[Opening Extracted records section]
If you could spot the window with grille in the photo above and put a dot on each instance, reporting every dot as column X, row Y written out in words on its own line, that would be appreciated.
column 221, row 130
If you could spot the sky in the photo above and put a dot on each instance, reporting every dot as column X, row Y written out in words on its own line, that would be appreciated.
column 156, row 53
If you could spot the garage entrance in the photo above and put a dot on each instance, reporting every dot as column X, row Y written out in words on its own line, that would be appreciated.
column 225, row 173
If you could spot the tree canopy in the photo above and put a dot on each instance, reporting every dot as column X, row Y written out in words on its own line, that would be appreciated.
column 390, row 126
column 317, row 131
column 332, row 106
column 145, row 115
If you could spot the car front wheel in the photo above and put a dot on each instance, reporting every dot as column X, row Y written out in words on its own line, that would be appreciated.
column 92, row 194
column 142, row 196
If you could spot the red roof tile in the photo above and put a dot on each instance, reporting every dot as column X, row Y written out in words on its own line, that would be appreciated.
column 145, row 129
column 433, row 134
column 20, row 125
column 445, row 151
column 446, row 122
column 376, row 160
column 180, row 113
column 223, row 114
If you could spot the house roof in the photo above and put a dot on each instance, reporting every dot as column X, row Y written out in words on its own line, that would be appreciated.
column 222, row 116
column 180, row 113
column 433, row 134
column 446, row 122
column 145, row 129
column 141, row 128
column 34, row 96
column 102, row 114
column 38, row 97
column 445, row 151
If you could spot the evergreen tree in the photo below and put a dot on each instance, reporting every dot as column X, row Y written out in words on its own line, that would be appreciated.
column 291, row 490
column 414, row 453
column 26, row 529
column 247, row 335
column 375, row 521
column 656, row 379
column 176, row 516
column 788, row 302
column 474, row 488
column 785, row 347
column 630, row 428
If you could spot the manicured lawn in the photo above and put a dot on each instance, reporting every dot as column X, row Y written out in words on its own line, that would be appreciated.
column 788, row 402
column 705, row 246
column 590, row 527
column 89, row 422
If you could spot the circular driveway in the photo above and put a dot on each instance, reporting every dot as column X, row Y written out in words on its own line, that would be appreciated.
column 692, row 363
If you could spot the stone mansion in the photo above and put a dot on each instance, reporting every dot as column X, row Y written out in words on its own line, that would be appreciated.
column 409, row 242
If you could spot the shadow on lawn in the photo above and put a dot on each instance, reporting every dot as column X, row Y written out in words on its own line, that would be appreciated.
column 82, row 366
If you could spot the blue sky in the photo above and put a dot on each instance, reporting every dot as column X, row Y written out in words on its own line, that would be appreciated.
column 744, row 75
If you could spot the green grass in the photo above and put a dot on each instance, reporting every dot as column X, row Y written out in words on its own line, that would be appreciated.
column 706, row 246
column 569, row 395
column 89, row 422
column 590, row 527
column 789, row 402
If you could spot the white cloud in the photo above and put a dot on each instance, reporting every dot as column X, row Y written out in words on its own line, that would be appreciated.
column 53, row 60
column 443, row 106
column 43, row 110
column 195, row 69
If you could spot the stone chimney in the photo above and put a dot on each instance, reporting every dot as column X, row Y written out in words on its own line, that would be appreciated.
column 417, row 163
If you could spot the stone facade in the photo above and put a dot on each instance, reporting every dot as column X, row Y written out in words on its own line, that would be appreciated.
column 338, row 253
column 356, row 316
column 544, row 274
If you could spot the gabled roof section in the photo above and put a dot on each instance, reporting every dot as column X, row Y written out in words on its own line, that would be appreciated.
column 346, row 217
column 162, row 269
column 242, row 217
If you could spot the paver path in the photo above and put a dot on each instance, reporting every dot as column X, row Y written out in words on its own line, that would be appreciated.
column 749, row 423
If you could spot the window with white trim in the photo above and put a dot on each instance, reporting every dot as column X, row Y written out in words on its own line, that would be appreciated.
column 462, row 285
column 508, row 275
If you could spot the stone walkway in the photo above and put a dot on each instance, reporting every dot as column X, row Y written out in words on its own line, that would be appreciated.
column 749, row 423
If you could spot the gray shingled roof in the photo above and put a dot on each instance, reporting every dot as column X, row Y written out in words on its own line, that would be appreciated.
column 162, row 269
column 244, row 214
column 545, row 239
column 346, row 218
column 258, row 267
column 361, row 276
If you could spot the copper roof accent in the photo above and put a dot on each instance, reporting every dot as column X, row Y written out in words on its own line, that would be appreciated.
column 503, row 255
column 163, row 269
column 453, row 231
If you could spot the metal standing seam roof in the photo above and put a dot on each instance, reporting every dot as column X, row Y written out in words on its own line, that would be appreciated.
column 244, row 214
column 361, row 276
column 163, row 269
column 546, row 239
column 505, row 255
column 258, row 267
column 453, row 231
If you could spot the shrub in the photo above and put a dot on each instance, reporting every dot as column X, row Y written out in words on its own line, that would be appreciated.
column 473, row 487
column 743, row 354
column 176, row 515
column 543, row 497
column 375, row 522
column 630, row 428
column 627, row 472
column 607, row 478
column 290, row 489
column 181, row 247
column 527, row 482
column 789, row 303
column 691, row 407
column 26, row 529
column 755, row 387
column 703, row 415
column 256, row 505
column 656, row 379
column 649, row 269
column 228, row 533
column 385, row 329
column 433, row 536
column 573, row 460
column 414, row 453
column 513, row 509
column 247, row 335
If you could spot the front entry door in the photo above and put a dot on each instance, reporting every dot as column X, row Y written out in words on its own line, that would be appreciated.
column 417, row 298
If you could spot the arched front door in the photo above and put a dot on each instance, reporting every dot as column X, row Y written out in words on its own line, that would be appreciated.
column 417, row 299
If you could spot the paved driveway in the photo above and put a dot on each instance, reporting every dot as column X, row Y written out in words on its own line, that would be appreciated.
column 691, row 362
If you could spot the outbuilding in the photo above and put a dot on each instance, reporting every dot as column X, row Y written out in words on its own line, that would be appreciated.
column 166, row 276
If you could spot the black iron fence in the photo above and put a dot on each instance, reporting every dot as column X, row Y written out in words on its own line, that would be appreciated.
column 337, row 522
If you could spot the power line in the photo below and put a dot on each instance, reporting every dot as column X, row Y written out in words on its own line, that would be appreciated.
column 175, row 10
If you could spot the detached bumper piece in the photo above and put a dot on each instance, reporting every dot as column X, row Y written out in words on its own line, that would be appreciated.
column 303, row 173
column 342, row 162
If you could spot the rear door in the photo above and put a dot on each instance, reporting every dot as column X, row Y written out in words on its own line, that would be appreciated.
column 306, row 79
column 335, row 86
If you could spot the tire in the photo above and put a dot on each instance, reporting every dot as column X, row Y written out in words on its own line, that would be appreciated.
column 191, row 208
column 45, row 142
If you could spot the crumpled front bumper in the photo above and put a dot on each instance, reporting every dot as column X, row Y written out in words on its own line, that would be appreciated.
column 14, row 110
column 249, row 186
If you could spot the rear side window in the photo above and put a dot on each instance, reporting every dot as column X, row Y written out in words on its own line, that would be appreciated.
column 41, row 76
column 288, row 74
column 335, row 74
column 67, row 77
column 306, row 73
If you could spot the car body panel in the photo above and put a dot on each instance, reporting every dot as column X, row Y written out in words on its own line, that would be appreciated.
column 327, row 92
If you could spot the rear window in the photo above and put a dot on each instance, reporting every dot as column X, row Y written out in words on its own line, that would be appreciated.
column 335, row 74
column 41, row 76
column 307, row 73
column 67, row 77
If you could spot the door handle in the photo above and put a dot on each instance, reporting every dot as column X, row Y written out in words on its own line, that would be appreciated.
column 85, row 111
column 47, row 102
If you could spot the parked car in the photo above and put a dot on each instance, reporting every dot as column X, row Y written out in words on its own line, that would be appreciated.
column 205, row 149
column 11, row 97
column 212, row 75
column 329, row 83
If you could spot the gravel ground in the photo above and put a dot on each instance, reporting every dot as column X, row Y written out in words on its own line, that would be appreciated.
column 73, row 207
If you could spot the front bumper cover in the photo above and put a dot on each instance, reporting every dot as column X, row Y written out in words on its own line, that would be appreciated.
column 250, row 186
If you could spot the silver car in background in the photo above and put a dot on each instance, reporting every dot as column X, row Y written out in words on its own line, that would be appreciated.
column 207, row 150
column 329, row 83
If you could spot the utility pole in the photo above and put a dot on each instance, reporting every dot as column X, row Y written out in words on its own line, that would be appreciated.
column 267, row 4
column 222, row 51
[Closing Extracted records section]
Exercise directions
Only the line containing "If you could spot the gravel" and the lines after it, through the end of the data, should be copied, exactly as they are.

Answer
If you could spot the gravel ground in the photo above and put a dot on each instance, reporting every dot as column X, row Y written out in words on its own line, that would be appreciated.
column 73, row 207
If you could spot the front bumper cover in the photo above and put a dot on each instance, reporting every dot as column X, row Y written out in words on its own line, that would be appreciated.
column 250, row 186
If you could spot the silver car in background in the photo above and put a dot on each instance, reporting every dot as column X, row Y written out in words on its own line, that would be appreciated.
column 207, row 150
column 329, row 83
If you could spot the utility pole in the photo above and put a dot on each instance, reporting every dot as column X, row Y written out in words on its own line, that would be appreciated.
column 267, row 4
column 222, row 51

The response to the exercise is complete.